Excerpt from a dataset
============================================================
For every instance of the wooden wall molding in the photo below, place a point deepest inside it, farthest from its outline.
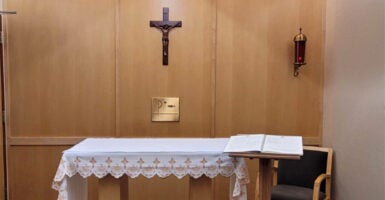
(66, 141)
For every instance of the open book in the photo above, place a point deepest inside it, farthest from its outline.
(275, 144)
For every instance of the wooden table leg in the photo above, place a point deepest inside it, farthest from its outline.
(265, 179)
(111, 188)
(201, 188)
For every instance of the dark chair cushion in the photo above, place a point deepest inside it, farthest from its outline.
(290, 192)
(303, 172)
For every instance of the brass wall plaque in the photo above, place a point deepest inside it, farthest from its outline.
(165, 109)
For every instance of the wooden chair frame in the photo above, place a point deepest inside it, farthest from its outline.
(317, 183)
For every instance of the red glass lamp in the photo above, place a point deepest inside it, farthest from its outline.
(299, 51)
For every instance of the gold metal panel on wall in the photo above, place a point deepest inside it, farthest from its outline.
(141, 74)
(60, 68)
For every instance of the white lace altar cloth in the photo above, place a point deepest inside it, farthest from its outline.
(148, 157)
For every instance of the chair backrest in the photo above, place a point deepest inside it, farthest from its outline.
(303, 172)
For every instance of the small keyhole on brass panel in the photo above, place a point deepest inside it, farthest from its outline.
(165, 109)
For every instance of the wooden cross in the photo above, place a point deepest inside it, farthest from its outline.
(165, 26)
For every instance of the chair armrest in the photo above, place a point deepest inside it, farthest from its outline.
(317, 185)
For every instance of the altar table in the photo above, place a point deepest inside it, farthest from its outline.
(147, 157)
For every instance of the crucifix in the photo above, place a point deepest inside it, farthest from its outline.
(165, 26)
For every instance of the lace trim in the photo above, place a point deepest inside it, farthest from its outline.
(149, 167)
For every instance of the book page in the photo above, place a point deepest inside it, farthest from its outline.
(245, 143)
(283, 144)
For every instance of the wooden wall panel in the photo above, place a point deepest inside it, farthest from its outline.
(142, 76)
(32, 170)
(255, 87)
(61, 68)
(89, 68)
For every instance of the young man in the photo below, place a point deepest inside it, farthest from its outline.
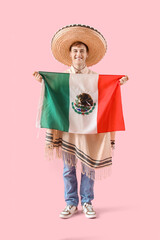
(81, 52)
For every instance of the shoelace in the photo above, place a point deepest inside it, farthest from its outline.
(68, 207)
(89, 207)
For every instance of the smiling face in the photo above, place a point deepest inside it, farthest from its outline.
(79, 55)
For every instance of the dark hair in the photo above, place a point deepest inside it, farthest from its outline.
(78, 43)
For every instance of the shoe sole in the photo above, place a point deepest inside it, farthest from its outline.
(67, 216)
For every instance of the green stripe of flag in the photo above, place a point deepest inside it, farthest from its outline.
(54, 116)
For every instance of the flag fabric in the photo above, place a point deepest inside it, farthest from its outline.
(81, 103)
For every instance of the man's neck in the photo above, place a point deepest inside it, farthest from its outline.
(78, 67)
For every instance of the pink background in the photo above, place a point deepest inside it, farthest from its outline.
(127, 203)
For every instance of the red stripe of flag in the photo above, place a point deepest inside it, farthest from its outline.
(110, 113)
============================================================
Pictures excluded, copy exactly the lines running from the one with "For every instance of the book" through the last line of the material.

For every instance of the book page in the photo above, place a point deepest inside it, farthest from its outline.
(245, 143)
(283, 144)
For every instance of the wooden wall panel in the photo above, place a point deepest inside it, farthest from its outline.
(142, 76)
(32, 170)
(255, 87)
(61, 68)
(89, 68)
For every instance of the young man in the photo below, place a point deepest inside it, farthest from its outline.
(81, 52)
For every instance of the shoelace in the photo above, place a point deepest inside it, farthest from its outline.
(68, 207)
(89, 207)
For every instance of the smiling face in the photo above, place a point deepest inside it, farthest from its outline.
(79, 55)
For every instance of the dark hair in the photo above, place a point deepest inside it, farthest from its outline.
(78, 43)
For every instance of the shoe sole in the photo above, place a point deepest inside it, farthest from its outline.
(67, 216)
For every instance of the green stripe of flag in the photo above, place a point deepest inside it, farthest from its outline.
(54, 116)
For every instance of the flag fabric in the photo above, place a point deepest inside it, farthest from its outline.
(81, 103)
For every instance of the man's neck in the photo above, place a point deepest inside it, farthest from its outline.
(78, 67)
For every instance of the pink background in the photo above, place a point deepest inside it, farthest from its outline.
(127, 203)
For every instance of the red stripe of flag in the photo above, place a point deepest inside it, farthest from its outline.
(110, 113)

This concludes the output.